Task directions => In full and without alteration, output each record given here.

Referring expression pointing data:
-- Opening Marker --

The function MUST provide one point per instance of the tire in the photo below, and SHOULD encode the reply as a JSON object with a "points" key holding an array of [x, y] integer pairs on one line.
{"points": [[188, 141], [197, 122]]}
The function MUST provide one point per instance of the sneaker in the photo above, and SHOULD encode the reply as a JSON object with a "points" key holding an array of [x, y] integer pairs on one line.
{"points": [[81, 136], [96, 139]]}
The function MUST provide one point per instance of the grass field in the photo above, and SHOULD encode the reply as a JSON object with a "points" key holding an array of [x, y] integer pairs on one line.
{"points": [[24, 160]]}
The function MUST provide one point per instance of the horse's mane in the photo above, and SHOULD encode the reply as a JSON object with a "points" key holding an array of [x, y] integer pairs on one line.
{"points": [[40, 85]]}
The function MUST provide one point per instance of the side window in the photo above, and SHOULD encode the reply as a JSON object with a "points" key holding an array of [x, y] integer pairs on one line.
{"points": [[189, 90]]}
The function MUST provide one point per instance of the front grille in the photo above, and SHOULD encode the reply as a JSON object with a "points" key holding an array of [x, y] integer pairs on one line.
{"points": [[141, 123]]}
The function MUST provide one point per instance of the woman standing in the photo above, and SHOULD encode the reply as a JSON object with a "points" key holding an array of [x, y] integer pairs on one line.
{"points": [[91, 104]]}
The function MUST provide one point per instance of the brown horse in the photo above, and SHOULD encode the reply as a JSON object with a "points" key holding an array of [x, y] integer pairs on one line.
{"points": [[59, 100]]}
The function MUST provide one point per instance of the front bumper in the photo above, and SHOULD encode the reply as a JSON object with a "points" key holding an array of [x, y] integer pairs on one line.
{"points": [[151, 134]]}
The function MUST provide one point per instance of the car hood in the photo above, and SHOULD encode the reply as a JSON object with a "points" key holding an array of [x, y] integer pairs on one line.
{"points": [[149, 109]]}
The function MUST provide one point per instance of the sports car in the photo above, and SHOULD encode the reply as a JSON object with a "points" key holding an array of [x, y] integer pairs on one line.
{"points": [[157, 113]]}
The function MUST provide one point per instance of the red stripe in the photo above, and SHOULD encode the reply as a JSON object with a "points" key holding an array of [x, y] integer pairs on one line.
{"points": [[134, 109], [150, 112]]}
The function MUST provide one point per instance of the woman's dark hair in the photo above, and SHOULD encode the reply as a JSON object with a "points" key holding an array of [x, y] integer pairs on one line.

-- Closing Marker --

Task output =>
The function MUST provide one point per instance of the tire in the photo below, and SHOULD encode the reply as a JSON object with a "points" key holding an array of [x, y] integer pairs on one line.
{"points": [[188, 141], [197, 122]]}
The function MUST provide one point per instance of the sneaker in the photo above, and SHOULD encode the reply as a JSON object with a "points" key holding an array of [x, y] integer pairs on one line.
{"points": [[81, 136], [96, 139]]}
The function MUST provide one point per instance of the grass field in the photo above, and SHOULD encode the reply as a JSON object with a "points" key holding an array of [x, y] integer pairs on one line.
{"points": [[24, 160]]}
The function MUST provide one point per instance of the horse's mane in the photo above, and SHOULD encode the reply as a JSON object with a "points" key holding an array of [x, y] integer pairs on one line.
{"points": [[40, 85]]}
The function MUST provide one point per instance of the side window in the photo above, and SHOULD encode the reply as a JSON object with a "points" key holding an array of [x, y] integer pairs on one line.
{"points": [[189, 90]]}
The function MUST provide one point per instance of the front grille in the photo above, and SHOULD encode the reply as a JSON object with a "points" key holding an array of [x, y] integer pairs on one line.
{"points": [[141, 123]]}
The function MUST provide one point per instance of the woman standing in the photo above, and SHOULD encode the reply as a JSON object with a "points" key holding an array of [x, y] integer pairs on one line.
{"points": [[91, 104]]}
The function MUST provide one point per instance of the brown horse in the photo above, and SHOULD encode the reply as a JSON object with a "points" key holding an array of [x, y] integer pairs on one line.
{"points": [[59, 100]]}
The function MUST provide one point per instance of the front bumper in the photo above, and SHOULD encode the reply as a JSON object with a "points" key holding an array of [x, y] integer pairs on one line.
{"points": [[151, 134]]}
The function MUST provide one point per instance of the car hood in the photo above, and SHOULD encode the reply as a JSON object with a "points" key holding an array of [x, y] integer pairs on one line.
{"points": [[149, 109]]}
The function MUST provide one point per instance of the sports car in the photo above, and SHOULD encode the reply as a JSON object with a "points" key holding an array of [x, y] integer pairs on one line.
{"points": [[157, 113]]}
The function MUST provide one point per instance of the red stripe in the photo above, and SHOULD encode the reply as a JSON object with a "points" key holding an array of [x, y] integer pairs on one line.
{"points": [[134, 109], [150, 112]]}
The function MUST provide one point per instance of the woman's dark hair in the photo above, and SHOULD encode the reply as a JSON object with a "points" key holding an array of [x, y] integer pairs on one line.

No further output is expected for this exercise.